- [Document text]
>>>>

Date: May 7, 2013 9:50 PM
Author: Graham Cooper
Subject: Re: The Uncountability of the Real Numbers in the Calculus.

On May 8, 11:04 am, Zeit Geist <tucsond...@me.com> wrote:
> > 0.3..  is missing!!
>
> > WOW!   The IGNORE_ALL_QUALITATIVE_STRING_COMPARISONS TRICK!
>
> > Herc
>
> > --
>
> The answer is missing.
>
> WOW! The ignore the question trick.
>
> ZG
>


I did give an example.


"The completeness of the real numbers implies that
any strictly increasing sequence of countable length

A
A + bit more
A + bit more + bit more
(AND SO ON)


has a least upper bound that is a real number but not a
member of the sequence."


A + bit more + bit more + ... FOR EVER
=/=
A
or
A + bit more
or
A + bit more + bit more
or
...



--------------

I'm not up to Infinite Sequences of Infinite Sequences in PROLOG yet

since:

subset( S1 , S2 ) :- e( @A , S1 ) , e( A , S2 )

by extension only works on finite sets.

What's needed is a systematic test for equivalent infinite sequences
by Induction.

Without Induction, all your infinite sums over MODULO arithmetic
operators are ill defined.

--------------


Herc
--

CANTORS POWERSET PROOF

| CARDINALITY | > | INFINITY |

IF SET1 has 1 - then MYSET skips 1
or
IF SET1 skips 1 - then MYSET has 1

AND
IF SET2 has 2 - then MYSET skips 2
or
IF SET2 skips 2 - then MYSET has 2

AND
IF SET3 has 3 - then MYSET skips 3
or
IF SET3 skips 3 - then MYSET has 3

AND
IF SET4 has 4 - then MYSET skips 4
or
IF SET4 skips 4 - then MYSET has 4
...

<<<<

- [Problem set]
- a) Name every set besides MYSET that appears in the powerset proof at the end of the forum post.
- b) According to the forum post, why is its author not yet up to infinite sequences of infinite sequences in PROLOG?

Image point annotation entries

>>>>

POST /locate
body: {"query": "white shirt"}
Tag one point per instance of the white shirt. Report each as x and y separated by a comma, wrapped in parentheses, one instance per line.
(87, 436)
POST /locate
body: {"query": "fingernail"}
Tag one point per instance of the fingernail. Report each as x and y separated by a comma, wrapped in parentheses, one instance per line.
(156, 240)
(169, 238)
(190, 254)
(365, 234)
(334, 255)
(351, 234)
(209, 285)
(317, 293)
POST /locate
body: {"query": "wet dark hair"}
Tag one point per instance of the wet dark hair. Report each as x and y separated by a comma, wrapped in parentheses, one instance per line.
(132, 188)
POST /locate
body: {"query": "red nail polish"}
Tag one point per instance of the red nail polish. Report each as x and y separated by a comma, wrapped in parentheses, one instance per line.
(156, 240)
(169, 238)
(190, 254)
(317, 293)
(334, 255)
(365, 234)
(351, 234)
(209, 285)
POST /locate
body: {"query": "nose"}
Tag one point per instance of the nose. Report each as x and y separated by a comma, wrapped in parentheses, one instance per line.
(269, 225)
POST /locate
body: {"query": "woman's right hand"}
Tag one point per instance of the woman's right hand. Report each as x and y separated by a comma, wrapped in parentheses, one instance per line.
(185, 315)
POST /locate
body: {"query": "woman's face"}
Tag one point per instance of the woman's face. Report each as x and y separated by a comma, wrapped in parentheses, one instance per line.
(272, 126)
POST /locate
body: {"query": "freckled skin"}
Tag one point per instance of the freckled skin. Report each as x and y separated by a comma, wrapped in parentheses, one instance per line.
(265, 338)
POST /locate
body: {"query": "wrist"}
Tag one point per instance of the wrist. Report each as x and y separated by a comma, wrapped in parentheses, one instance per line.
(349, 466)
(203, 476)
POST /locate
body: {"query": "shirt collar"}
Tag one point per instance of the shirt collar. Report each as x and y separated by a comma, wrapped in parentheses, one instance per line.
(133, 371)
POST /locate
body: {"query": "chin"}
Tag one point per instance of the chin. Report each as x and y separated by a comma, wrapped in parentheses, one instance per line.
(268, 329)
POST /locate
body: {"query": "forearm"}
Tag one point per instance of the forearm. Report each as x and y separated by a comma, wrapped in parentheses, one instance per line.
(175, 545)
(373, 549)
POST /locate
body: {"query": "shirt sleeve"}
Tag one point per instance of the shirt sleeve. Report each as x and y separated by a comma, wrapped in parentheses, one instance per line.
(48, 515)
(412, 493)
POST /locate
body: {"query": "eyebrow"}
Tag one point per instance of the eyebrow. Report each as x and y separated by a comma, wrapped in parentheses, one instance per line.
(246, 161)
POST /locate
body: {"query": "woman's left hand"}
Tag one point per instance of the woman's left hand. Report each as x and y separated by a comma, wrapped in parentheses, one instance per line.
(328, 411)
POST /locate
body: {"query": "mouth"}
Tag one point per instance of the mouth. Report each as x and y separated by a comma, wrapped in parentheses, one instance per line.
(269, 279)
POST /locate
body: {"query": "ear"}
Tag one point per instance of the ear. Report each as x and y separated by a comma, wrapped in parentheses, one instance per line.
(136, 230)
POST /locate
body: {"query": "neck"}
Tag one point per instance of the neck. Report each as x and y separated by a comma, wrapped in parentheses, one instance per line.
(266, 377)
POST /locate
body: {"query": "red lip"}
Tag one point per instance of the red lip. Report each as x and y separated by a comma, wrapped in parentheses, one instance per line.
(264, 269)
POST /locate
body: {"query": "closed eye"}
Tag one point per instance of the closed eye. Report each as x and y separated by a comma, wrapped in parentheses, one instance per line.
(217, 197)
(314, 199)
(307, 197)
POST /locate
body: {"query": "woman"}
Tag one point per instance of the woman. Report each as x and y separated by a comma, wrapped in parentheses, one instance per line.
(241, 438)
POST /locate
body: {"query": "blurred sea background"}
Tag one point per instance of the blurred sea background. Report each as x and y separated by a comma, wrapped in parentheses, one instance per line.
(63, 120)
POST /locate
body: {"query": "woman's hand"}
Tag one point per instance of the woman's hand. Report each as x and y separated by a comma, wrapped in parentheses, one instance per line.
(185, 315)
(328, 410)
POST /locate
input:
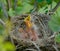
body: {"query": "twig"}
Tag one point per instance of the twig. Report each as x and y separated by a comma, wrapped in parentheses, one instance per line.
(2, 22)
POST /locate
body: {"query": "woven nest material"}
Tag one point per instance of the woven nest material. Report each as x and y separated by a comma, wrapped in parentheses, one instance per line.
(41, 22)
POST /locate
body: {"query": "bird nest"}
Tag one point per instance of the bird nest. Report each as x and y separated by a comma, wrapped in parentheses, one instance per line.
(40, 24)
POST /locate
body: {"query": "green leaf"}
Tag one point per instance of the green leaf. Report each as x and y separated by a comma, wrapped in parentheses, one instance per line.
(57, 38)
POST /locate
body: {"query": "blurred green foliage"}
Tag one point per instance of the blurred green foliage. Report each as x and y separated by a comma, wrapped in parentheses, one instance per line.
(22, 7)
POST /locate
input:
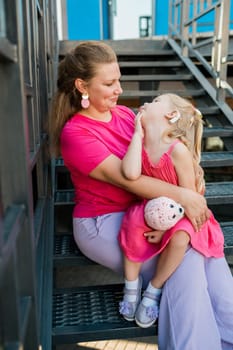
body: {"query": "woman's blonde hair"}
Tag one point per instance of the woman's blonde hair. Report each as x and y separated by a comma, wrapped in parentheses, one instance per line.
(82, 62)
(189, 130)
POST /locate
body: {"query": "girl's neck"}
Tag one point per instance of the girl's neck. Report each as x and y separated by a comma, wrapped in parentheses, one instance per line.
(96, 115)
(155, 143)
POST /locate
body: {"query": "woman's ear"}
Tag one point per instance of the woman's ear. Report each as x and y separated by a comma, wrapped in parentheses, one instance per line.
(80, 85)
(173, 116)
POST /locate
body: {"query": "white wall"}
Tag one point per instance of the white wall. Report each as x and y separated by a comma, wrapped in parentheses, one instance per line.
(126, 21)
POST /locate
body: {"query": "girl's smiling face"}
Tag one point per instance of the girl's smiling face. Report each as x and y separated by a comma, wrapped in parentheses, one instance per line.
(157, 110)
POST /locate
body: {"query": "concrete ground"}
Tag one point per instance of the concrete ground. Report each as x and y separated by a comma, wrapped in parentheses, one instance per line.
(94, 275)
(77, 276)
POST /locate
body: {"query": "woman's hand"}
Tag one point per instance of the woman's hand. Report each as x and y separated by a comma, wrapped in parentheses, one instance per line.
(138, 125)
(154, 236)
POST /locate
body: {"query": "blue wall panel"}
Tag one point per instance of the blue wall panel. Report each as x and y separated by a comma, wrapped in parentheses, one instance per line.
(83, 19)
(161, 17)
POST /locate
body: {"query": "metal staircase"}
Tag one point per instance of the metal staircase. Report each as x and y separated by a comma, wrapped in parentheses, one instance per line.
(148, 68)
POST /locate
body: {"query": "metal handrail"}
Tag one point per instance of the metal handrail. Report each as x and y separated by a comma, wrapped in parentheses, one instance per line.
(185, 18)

<<<<

- [Answers provided]
- a) SET1, SET2, SET3, SET4

- b) The subset definition "subset( S1 , S2 ) :- e( @A , S1 ) , e( A , S2 )" works by extension, so it only works on finite sets. The post says that a systematic test for equivalent infinite sequences by induction is needed.